• Items:
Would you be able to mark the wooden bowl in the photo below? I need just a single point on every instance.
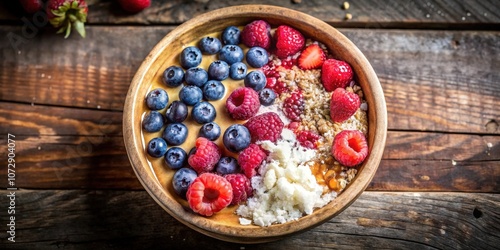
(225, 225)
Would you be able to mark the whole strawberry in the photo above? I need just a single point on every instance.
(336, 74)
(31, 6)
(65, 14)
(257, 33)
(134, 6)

---

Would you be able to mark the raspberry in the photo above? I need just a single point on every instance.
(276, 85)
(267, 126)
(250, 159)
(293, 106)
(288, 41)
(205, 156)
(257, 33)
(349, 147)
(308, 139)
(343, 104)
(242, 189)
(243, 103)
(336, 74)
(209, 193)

• Goal: Show every line in the data that contains the word "above". Case counts, so only lines with that same capitalization qualify.

• Full answer:
Would you be able to mark the whole strawberry in the photo above? I need just a single point on every instance.
Would you be able to mark the raspberry in the photo above? I need just a single point on every instance.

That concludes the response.